======== Task input

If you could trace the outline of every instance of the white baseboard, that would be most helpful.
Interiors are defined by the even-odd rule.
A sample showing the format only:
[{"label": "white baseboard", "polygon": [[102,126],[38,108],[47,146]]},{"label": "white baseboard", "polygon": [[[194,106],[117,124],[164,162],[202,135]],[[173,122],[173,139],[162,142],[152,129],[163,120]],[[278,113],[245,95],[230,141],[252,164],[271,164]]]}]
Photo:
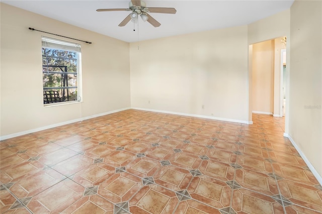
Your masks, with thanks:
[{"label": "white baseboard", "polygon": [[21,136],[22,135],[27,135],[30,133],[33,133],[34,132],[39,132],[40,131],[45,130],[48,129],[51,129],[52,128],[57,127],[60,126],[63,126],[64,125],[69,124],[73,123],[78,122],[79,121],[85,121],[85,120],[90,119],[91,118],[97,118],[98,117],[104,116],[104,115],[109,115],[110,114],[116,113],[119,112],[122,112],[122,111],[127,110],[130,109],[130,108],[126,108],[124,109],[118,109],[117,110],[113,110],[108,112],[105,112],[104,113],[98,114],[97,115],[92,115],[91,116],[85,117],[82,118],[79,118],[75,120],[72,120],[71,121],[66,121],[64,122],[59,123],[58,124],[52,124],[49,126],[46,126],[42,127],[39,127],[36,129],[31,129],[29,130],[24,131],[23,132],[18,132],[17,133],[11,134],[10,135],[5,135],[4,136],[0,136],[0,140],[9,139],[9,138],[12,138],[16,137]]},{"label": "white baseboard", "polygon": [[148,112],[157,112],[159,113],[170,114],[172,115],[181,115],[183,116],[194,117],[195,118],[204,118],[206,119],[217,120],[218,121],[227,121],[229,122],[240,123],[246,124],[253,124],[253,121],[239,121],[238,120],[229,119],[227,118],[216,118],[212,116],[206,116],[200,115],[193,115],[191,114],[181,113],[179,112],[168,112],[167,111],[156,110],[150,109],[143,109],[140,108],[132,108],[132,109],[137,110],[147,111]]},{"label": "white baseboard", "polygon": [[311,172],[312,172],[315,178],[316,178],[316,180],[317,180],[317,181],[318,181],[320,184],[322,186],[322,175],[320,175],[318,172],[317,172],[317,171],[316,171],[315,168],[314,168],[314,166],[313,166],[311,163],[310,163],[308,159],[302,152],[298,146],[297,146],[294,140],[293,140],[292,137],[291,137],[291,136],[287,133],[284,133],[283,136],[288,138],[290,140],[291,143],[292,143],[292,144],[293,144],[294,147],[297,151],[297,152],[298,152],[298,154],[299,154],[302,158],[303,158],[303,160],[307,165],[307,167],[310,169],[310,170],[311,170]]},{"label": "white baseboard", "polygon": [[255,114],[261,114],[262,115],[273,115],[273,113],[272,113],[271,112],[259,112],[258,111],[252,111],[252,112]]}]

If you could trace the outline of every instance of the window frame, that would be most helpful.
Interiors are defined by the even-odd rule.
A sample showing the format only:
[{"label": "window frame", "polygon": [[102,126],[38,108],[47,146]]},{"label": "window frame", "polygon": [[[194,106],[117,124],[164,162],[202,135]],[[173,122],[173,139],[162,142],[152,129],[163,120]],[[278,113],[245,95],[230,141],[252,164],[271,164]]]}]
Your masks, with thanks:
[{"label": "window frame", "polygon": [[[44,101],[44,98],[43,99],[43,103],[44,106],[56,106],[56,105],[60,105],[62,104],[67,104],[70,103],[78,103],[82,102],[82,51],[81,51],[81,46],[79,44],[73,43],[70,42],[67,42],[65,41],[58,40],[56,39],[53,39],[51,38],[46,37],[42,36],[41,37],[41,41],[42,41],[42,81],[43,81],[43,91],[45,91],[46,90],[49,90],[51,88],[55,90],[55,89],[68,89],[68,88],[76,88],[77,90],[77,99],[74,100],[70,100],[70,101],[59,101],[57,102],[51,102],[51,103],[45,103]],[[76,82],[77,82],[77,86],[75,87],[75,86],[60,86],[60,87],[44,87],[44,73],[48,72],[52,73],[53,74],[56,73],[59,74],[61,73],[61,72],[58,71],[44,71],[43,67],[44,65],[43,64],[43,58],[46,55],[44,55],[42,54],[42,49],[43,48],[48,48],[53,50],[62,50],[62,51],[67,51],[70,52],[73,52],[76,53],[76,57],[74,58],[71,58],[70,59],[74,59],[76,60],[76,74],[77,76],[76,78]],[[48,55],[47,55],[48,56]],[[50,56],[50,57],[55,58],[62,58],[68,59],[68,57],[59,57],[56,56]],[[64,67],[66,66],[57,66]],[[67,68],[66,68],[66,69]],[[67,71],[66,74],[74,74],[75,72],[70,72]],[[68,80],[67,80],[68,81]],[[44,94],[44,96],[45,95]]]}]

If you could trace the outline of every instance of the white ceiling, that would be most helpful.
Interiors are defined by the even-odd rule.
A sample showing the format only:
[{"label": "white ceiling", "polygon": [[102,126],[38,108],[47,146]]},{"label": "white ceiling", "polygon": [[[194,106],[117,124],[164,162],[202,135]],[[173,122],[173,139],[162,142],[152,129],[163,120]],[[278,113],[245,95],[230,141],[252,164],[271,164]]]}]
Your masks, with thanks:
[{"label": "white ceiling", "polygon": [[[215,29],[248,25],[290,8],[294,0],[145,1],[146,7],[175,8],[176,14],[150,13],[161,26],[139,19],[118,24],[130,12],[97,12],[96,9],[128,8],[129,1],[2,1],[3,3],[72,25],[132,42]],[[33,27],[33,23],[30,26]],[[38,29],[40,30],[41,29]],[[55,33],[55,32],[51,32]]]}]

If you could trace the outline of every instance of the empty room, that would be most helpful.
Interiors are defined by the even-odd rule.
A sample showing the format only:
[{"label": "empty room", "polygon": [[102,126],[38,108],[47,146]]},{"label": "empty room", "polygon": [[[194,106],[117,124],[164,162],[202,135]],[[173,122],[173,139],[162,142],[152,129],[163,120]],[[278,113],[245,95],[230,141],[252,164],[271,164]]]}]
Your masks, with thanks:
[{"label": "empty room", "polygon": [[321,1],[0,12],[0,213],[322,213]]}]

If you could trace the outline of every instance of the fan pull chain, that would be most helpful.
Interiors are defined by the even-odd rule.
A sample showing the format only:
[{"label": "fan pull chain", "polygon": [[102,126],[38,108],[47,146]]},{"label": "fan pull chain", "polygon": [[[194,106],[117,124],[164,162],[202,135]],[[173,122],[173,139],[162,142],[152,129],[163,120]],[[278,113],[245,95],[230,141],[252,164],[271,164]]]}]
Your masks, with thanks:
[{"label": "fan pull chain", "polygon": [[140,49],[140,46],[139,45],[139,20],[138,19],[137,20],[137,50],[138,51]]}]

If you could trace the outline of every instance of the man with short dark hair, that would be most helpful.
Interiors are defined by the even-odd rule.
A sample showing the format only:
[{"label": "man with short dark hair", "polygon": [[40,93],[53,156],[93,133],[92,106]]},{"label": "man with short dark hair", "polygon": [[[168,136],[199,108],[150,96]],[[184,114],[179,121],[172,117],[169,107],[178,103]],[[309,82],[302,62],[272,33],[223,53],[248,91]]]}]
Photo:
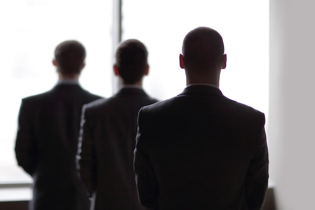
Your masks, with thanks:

================

Task brief:
Give the data above as a numbered list, from the line containing "chain, that would be most helpful." through the final line of the data, inclusive. Skip blank lines and leave the pictures out.

Task answer:
1. If you could trace the outline of every instance of the fan pull chain, that would be most helpful.
2. Interiors are defined by the even-odd rule.
3. A sample showing the format only:
4. [{"label": "fan pull chain", "polygon": [[102,126],[38,108],[47,146]]},{"label": "fan pull chain", "polygon": [[[194,106],[117,124],[164,162],[202,135]],[[173,122],[173,139],[162,142],[152,129],[163,120]],[[278,113],[245,95],[230,141],[252,164],[271,164]]]}]
5. Your masks, with thanks:
6. [{"label": "fan pull chain", "polygon": [[140,49],[140,46],[139,45],[139,20],[138,19],[137,20],[137,50],[138,51]]}]
7. If you could trace the outline of every instance of the man with short dark hair, that would be most helpful.
8. Interiors are defined by the even-odd rule.
9. A sample showing the format only:
10. [{"label": "man with short dark hair", "polygon": [[40,93],[53,156],[93,133],[92,106]]},{"label": "man with short dark hair", "polygon": [[[168,136],[199,108],[150,96]],[[184,114],[179,121],[172,117],[169,107],[178,103]],[[309,82],[302,62],[272,33],[223,53],[248,91]]]}]
11. Photo:
12. Your masks, with thanks:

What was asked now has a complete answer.